[Source data]
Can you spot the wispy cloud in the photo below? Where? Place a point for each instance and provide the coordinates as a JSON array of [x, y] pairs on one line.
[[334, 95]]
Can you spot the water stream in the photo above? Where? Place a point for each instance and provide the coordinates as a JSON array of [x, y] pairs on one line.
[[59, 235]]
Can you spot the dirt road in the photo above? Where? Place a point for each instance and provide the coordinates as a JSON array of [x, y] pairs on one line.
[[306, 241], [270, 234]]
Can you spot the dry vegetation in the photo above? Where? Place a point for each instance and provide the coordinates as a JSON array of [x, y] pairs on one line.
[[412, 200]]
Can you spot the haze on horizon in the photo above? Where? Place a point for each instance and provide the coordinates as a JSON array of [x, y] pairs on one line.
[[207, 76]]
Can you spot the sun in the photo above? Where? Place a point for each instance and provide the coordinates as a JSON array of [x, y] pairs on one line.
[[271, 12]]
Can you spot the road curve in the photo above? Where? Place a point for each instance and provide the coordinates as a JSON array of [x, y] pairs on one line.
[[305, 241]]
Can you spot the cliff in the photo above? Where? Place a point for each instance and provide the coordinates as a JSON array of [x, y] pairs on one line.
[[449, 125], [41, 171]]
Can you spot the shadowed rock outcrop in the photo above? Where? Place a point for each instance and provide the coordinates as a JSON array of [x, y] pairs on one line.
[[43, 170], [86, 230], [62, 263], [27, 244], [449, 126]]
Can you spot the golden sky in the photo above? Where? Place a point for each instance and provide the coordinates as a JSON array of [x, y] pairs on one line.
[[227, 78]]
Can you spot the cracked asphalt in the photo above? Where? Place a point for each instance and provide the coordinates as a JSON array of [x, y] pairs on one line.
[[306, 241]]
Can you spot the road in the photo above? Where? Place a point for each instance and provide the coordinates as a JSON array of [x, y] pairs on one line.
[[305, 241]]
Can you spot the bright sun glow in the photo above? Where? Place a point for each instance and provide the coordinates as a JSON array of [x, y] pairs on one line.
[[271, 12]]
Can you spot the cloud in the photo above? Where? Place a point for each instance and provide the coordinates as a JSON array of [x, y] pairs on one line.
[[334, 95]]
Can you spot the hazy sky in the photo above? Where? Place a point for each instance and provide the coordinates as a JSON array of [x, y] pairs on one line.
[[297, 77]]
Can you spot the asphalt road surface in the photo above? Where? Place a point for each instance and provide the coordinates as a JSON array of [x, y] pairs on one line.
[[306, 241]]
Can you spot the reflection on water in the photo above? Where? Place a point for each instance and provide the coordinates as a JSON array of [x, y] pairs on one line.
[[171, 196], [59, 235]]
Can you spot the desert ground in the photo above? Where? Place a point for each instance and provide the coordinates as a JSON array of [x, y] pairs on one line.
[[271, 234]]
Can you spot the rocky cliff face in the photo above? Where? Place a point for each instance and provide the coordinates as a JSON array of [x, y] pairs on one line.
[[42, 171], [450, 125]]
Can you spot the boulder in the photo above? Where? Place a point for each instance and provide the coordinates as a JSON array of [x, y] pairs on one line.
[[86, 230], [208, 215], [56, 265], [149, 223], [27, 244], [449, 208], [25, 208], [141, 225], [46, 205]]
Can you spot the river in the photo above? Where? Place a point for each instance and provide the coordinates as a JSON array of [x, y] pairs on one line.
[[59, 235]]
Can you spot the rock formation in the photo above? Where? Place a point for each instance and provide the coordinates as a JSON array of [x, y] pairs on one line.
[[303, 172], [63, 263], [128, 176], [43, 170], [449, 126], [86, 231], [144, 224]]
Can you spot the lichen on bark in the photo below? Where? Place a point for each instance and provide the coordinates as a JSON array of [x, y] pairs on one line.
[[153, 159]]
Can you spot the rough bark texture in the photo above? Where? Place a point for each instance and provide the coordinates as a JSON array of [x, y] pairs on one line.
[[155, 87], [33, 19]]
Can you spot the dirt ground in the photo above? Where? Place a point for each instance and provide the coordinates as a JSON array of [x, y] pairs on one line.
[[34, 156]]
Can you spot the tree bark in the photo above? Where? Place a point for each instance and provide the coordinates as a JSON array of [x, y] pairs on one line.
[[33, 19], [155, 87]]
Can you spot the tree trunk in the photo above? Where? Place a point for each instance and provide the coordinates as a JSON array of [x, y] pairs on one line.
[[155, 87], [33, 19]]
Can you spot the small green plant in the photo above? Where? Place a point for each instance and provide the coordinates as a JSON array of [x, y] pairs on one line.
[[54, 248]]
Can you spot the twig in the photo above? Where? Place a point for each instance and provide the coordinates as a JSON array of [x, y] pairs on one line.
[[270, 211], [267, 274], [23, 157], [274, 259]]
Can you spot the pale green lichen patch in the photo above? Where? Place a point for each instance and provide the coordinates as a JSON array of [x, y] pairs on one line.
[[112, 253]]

_Exercise brief_
Restate every line of the data above exactly as it was written.

_Answer to the problem_
Can you spot the wispy cloud in the photo below? Where? Place a point for each instance and provide the coordinates as a JSON array of [x, y] pairs on one line.
[[334, 95]]
Can you spot the water stream in the photo above? Where? Place a point for each instance and provide the coordinates as a JSON array of [x, y] pairs on one line.
[[59, 235]]
Can you spot the dirt road in the photo above? Where? Place a point for each instance and provide the coordinates as a JSON array of [x, y] pairs on one line.
[[306, 241], [270, 234]]
Can you spot the dry vegetation in the photo above? Where? Place a point for each instance and provide the coordinates as a JSON array of [x, y] pairs on one line.
[[412, 200]]
Can you spot the haze on horizon in the photo above? Where? Place a point for each instance and provide the coordinates as a JSON array of [x, y] pairs on one line.
[[207, 76]]
Can you spot the sun in the photo above? Where? Place a point for each instance and provide the coordinates as a JSON array of [x, y] pairs on one line.
[[271, 12]]
Can you spot the road curve in the photo above? Where? Place a point for each instance and provide the coordinates as a JSON array of [x, y] pairs on one line.
[[305, 241]]
Can you spot the cliff in the photo above? Where? Place a point for each instance and provide the coordinates as a JSON array of [x, y] pairs on one line.
[[449, 125], [41, 171]]
Can you spot the shadowed rock outcrop in the photo above? Where? Place a point for each instance and provide the coordinates as a JSON array of [x, y] pairs on one line.
[[43, 170], [86, 230], [62, 263], [27, 244], [449, 126]]
Can you spot the golden sky in the photo above? Where? Place a point for each instance and provide the coordinates as a JSON array of [x, y] pairs on one line.
[[227, 78]]
Can you spot the cracked asphalt in the photo above? Where? Place a point for each instance and provide the coordinates as a JSON array of [x, y] pairs on one line.
[[306, 241]]
Can you spot the road in the photo above? Where? Place a point for each instance and provide the coordinates as a JSON array of [x, y] pairs on one line.
[[305, 241]]
Can you spot the bright sun glow in the photo above? Where? Place a point for each instance and provide the coordinates as a JSON array of [x, y] pairs on one line.
[[271, 12]]
Can you spot the cloud in the photo above? Where? Place a point for each instance and provide the coordinates as a JSON array of [x, y] pairs on one line.
[[334, 95]]
Can you spot the hazy sky in the photo above? Where? Place a point for each instance and provide the coordinates as a JSON array of [x, y] pairs on one line.
[[297, 77]]
Can you spot the asphalt road surface in the photo above? Where? Place a point for each instance and provide the coordinates as a JSON array of [x, y] pairs on one line.
[[306, 241]]
Can you spot the reflection on water in the photo above? Where? Place a point for each instance and provide the coordinates as a JSON array of [x, y] pairs on one line.
[[171, 196], [59, 235]]
Can you spot the desert ground in the photo above? Where? Place a point for each instance and provide the coordinates as a JSON array of [x, y] pairs on one line.
[[271, 234]]
Can you spot the rocky cliff face in the photo above? Where? Place a point for each instance and provide the coordinates as a JSON array of [x, y] pairs on one line.
[[42, 171], [450, 125]]
Can you spot the boulder in the photo above? Where? Place a point for each instance and provide the coordinates as a JSON array of [x, y] pairs on one line.
[[86, 230], [208, 215], [56, 265], [149, 223], [27, 244], [449, 208], [25, 208], [141, 225], [46, 205]]
Can you spot the river in the photo above? Where? Place a point for each instance and provide the coordinates as a JSON array of [x, y] pairs on one line.
[[59, 235]]
Can you spot the rock formation in the photo above? Where? Place a point for each instance and provide the coordinates as a JSON array of [x, y] pairs on one line.
[[303, 172], [63, 263], [128, 176], [43, 170], [449, 126], [86, 231], [144, 224]]
Can you spot the lichen on bark in the photo below? Where? Place a point for each instance and provide the coordinates as a JSON array of [x, y] pairs on one line.
[[153, 159]]
Can you spot the rough bark texture in the photo above? Where? Place a point for each instance and provide the coordinates as a JSON array of [x, y] pairs on one line.
[[155, 87], [33, 19]]
Can you spot the dirt ground in the photo above? Where? Place a point for each instance and provide the coordinates as a JSON array of [x, y] pairs on one line.
[[34, 156]]
Can you spot the tree bark in the photo above? Where? Place a point for each instance and provide the coordinates as a JSON array of [x, y] pairs on one line.
[[33, 19], [155, 87]]
Can you spot the tree trunk in the photo above? Where? Place a point for each instance and provide the coordinates as a JSON array of [x, y] pairs on one line.
[[155, 87], [33, 19]]
Can you spot the small green plant in the photo above? Where? Place a point for each instance and provide the coordinates as a JSON array of [x, y] pairs on one line.
[[54, 248]]
Can you spot the twig in the photo above? Where? Place a point for each instance and provide the coordinates as a JSON array of [x, y] pairs on one line.
[[270, 211], [267, 274], [23, 157], [274, 259]]
Can you spot the pale green lichen patch in the photo above? Where? Place a point for each instance and provide the coordinates as a JSON array of [x, y] pairs on one line.
[[112, 253]]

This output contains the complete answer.